*** Begin section ***

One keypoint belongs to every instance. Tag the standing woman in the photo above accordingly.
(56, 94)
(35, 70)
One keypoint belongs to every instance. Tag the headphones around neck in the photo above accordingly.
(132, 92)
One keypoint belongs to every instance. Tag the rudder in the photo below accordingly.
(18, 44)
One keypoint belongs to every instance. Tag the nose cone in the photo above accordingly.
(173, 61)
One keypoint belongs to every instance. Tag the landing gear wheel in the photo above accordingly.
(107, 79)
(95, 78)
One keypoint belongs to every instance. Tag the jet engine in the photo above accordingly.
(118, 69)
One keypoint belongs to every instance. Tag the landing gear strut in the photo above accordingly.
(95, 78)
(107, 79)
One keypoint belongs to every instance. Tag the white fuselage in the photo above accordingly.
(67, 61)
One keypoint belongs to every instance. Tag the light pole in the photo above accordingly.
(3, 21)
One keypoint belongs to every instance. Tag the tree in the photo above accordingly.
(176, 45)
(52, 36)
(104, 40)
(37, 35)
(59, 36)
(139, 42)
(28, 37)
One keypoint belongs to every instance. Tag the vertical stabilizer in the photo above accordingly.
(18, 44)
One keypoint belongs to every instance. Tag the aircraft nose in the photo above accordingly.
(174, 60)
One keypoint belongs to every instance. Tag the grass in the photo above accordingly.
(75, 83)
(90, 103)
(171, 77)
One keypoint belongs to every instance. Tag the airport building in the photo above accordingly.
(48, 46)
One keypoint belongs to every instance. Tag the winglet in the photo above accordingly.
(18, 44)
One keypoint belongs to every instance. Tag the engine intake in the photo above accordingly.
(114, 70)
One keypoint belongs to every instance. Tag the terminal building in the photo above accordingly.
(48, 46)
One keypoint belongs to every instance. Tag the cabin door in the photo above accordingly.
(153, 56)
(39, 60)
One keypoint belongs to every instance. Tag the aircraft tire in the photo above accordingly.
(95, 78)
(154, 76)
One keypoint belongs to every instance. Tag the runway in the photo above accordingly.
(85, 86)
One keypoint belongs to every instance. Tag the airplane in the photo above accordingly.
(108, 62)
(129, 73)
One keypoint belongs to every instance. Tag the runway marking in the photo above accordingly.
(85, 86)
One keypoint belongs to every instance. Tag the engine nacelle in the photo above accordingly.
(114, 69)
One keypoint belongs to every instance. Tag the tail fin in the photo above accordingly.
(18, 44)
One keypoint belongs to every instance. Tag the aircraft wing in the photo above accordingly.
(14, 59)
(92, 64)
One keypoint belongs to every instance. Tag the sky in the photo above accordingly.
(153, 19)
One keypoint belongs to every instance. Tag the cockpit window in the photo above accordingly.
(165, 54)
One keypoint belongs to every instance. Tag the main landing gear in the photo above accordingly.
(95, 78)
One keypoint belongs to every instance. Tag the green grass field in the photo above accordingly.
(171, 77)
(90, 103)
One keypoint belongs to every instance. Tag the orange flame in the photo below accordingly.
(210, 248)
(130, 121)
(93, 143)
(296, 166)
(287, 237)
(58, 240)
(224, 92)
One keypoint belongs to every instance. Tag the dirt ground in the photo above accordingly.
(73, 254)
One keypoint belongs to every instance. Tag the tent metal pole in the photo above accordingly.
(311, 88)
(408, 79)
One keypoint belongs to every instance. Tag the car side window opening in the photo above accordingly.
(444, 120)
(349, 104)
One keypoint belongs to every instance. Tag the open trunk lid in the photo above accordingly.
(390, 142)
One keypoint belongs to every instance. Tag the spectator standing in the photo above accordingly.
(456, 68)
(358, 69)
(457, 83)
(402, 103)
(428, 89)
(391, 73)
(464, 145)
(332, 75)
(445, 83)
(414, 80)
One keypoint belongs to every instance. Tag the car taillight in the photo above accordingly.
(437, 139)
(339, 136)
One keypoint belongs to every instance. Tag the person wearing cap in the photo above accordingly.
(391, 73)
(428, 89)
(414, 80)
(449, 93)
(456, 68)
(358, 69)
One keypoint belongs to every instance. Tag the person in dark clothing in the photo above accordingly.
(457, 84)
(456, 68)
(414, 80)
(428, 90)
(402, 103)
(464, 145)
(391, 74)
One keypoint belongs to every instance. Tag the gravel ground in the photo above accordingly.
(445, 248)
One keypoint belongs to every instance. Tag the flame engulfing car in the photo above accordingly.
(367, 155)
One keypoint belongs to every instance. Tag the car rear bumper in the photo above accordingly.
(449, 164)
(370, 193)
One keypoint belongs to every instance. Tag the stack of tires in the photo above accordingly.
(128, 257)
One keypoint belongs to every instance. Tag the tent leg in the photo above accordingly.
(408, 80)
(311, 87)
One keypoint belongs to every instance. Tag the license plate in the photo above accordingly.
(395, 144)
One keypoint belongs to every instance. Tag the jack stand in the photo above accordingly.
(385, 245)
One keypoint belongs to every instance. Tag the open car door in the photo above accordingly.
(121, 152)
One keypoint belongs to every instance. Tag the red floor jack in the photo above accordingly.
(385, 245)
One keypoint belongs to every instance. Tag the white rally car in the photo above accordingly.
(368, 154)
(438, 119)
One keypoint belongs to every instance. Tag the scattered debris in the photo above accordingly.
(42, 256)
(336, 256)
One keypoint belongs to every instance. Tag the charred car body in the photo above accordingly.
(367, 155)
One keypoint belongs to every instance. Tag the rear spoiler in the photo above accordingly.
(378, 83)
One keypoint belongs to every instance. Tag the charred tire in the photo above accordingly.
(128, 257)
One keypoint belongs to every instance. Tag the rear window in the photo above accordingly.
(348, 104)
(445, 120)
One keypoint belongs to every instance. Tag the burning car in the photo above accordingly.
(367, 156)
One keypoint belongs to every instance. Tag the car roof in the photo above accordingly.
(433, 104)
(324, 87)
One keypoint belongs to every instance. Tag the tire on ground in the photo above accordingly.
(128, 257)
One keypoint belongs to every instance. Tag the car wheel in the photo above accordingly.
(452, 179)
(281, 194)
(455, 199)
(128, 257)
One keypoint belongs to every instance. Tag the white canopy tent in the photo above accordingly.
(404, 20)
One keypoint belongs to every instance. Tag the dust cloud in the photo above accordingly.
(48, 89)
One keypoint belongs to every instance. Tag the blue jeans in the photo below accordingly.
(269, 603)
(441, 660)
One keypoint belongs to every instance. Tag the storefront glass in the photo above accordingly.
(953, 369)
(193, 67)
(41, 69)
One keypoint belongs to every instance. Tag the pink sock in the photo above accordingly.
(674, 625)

*** End section ***

In the data above, find the line containing "One keypoint belongs to every instance. Tag the red", then copy it and every later line exactly.

== Response area ==
One keypoint belongs to every instance. Tag the red floor jack in the photo above accordingly.
(385, 245)
One keypoint belongs to every instance. Tag the white rally car in the photo above accordingly.
(368, 154)
(438, 119)
One keypoint belongs to every instance. Tag the scattered debris in the photo above accordingly.
(42, 256)
(336, 256)
One keypoint belongs to every instance. Tag the charred car body in the photo above accordingly.
(367, 155)
One keypoint belongs to every instance. Tag the rear spoiler in the photo above accordingly.
(378, 83)
One keypoint belongs to every instance. Tag the charred tire in the photo above accordingly.
(128, 257)
One keypoint belongs to every instance. Tag the rear window in the photo above accordingly.
(348, 104)
(445, 120)
One keypoint belongs to every instance. Tag the burning car in the photo above accordingly.
(367, 156)
One keypoint belongs to every instance. Tag the car roof in the photo above accordingly.
(433, 104)
(324, 87)
One keypoint belongs to every instance. Tag the tire on ground in the photo above accordingly.
(128, 257)
One keypoint belongs to every instance. Tag the car wheel in the photo above accordingly.
(452, 179)
(281, 194)
(455, 199)
(128, 257)
One keypoint belongs to every instance. Tag the white canopy tent in the photo above accordingly.
(404, 20)
One keypoint belongs to every instance. Tag the dust cloud in the photo above accordingly.
(48, 89)
One keypoint belongs to every instance. Tag the blue jeans in the photo below accordingly.
(269, 603)
(441, 660)
One keypoint belongs to every instance. Tag the storefront glass in the photo above accordingly.
(953, 369)
(193, 67)
(41, 69)
One keypoint belongs to every instance. Tag the pink sock in the photo above accordingly.
(674, 625)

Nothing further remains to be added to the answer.